EXERCISE DIRECTIONS: Go through each line of the entries below and tally those containing the string "find"; give only the total.

INPUT:
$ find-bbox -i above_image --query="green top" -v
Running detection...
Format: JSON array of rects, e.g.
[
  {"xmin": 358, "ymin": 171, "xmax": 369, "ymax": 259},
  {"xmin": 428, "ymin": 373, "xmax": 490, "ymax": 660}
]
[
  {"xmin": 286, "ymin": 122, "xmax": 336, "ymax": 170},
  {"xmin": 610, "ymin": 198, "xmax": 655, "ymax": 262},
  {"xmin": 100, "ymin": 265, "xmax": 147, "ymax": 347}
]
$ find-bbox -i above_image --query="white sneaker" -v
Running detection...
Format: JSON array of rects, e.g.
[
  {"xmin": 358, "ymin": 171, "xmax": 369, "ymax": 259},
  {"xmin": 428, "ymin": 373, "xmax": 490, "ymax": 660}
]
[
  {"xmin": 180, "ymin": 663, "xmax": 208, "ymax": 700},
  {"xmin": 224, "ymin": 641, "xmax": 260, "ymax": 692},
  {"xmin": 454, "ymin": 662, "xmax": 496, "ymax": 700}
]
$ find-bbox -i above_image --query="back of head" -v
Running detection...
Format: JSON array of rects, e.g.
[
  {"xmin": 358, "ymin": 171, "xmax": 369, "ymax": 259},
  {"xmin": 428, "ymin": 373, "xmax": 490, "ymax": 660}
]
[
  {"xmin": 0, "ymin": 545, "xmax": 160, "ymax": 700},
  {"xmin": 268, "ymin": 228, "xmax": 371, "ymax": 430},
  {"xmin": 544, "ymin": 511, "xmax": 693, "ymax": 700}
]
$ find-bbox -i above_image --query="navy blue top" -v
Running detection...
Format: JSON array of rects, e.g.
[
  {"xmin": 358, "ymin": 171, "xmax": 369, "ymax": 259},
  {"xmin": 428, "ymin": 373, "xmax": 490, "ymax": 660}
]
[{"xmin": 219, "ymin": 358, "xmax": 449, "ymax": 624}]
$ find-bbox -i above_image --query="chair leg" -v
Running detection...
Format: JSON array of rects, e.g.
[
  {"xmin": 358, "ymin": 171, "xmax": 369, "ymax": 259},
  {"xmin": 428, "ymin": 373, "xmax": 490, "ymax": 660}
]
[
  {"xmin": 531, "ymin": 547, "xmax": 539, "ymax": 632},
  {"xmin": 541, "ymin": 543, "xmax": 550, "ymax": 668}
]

COMPLETED TASK: 5